(Stored records)
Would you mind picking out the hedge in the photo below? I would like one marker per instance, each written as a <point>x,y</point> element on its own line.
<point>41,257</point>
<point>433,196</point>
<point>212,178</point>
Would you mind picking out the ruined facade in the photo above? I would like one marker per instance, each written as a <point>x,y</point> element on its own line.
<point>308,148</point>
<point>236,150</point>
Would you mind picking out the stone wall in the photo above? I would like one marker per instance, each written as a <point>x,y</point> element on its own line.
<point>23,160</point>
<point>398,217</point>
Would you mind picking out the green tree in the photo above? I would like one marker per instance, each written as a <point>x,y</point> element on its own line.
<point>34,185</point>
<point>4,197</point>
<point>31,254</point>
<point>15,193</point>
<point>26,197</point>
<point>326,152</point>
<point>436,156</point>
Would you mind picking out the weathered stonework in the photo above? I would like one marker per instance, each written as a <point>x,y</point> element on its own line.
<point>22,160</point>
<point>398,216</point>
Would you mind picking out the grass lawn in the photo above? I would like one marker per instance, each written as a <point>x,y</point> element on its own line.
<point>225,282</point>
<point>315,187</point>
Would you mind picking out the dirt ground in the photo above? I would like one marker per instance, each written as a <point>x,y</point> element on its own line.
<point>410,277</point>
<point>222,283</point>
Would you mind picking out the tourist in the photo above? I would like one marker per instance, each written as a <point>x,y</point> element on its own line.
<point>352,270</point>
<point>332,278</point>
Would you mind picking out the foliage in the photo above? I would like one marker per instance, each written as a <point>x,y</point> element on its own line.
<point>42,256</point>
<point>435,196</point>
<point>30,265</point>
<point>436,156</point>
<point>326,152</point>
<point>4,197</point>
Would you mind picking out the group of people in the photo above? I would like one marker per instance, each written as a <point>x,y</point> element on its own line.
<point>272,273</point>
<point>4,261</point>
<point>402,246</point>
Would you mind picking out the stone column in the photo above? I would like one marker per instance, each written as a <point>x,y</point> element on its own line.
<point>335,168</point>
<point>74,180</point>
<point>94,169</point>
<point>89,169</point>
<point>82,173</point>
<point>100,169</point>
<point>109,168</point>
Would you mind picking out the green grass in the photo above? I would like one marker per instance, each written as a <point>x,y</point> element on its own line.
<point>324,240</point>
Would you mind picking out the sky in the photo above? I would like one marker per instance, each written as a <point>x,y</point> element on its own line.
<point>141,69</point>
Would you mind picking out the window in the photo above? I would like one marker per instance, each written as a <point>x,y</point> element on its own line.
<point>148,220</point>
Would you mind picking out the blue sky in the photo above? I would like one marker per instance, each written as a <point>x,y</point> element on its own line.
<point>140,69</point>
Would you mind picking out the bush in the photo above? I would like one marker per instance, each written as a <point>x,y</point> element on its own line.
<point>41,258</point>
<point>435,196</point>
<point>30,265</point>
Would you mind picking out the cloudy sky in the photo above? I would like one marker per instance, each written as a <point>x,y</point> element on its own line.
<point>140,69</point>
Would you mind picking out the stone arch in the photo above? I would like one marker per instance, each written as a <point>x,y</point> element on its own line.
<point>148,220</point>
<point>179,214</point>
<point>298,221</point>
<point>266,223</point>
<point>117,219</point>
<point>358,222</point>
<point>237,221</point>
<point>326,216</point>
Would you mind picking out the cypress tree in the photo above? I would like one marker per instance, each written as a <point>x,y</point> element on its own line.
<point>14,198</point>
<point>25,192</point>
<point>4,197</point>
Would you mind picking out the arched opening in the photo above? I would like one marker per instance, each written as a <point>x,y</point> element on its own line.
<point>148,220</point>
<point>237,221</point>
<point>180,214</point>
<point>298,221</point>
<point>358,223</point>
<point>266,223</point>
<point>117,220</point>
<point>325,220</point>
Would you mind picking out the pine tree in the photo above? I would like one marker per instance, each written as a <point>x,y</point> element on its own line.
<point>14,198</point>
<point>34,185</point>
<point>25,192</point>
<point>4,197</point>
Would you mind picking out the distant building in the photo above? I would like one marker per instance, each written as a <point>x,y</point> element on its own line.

▶ Work required:
Set down all of the data above, word for word.

▶ Response to this task:
Would you mind picking out the hedge in the photo below? I would like one marker per instance, each written as a <point>x,y</point> element on its own line.
<point>41,257</point>
<point>433,196</point>
<point>212,178</point>
Would you mind picking out the ruined facade in the photo above? I would like one marker per instance, each written as a <point>x,y</point> element on its own line.
<point>308,148</point>
<point>236,150</point>
Would you mind picking out the stone wall in the photo above? I would like one marker per instance, each written as a <point>x,y</point> element on its own line.
<point>23,160</point>
<point>398,217</point>
Would you mind picking out the green tree in the photo above? I would like one marker per instance, each written as a <point>x,y</point> element on its own line.
<point>34,185</point>
<point>4,197</point>
<point>31,254</point>
<point>15,193</point>
<point>26,197</point>
<point>326,152</point>
<point>436,156</point>
Would you mind picking out the weathered stonework in the photo above? I would like one marker per instance, each written as a <point>x,y</point> element on its own line.
<point>22,160</point>
<point>398,216</point>
Would you mind picking out the grass lawn in the photo above? I would like one marker per instance, each written as a <point>x,y</point> element on its own line.
<point>225,282</point>
<point>315,187</point>
Would you mind picking out the dirt ground in the photo above? I would like one marker per instance, each written as a <point>x,y</point> element on its own line.
<point>410,277</point>
<point>222,283</point>
Would you mind picking out the tourist in the photo above? I would like one marker per instance, each written as a <point>x,y</point> element on its own line.
<point>352,270</point>
<point>332,278</point>
Would you mind picking out the foliage in the photo above? I would like one marker per instance, each written as a <point>x,y</point> element on its own line.
<point>42,256</point>
<point>435,196</point>
<point>30,265</point>
<point>436,156</point>
<point>326,152</point>
<point>4,197</point>
Would you mind picking out the group of people in the photo above? I would like one marker per instance, each written as a <point>x,y</point> element on its own line.
<point>272,273</point>
<point>4,261</point>
<point>402,246</point>
Would you mind picking out the stone column in the photo above? I would like one marker per instance, each written as a <point>x,y</point> element on its own line.
<point>335,168</point>
<point>74,180</point>
<point>94,169</point>
<point>89,169</point>
<point>82,173</point>
<point>100,169</point>
<point>109,168</point>
Would you mind picking out the green grass in the photo above? I would like one marker per instance, each written as a <point>x,y</point> element on its own line.
<point>324,240</point>
Would you mind picking out the sky in the photo above? I would like one marker per instance, each written as a <point>x,y</point> element on its own line.
<point>141,69</point>
Would you mind picking out the window in the photo above? I would like one marker per instance, each written as a <point>x,y</point> element on its own line.
<point>148,220</point>
Would you mind picking out the blue sky in the photo above? I would like one marker per instance, each written as a <point>x,y</point> element on its own line.
<point>140,69</point>
Would you mind picking out the bush in the photo above? I would like one marker per instance, each written as a <point>x,y</point> element on its own line.
<point>41,258</point>
<point>435,196</point>
<point>30,265</point>
Would you mind picking out the cloudy sky in the photo above? I would like one marker per instance, each written as a <point>x,y</point> element on its own line.
<point>140,69</point>
Would you mind picking out the stone arch in the photo above? I would like one marker per instance, each written as a <point>x,y</point> element on its own line.
<point>148,220</point>
<point>179,214</point>
<point>298,221</point>
<point>266,223</point>
<point>117,219</point>
<point>358,222</point>
<point>237,221</point>
<point>326,216</point>
Would you mind picking out the cypress tree in the photo above? I would like one marker per instance, each written as a <point>x,y</point> element on its own line.
<point>14,198</point>
<point>25,192</point>
<point>4,197</point>
Would you mind picking out the arched opening in the photo above? I would like one marker per instance, each written as a <point>x,y</point> element on its own line.
<point>148,220</point>
<point>237,221</point>
<point>180,214</point>
<point>298,221</point>
<point>358,223</point>
<point>266,223</point>
<point>117,220</point>
<point>325,220</point>
Would you mind picking out the pine tree in the photo above? I would like one marker per instance, each written as a <point>x,y</point> element on its own line.
<point>14,198</point>
<point>34,185</point>
<point>25,192</point>
<point>4,197</point>
Would you mind picking out the distant building in the photo above? I would like one marker per instance, each written as a <point>x,y</point> element on its own line.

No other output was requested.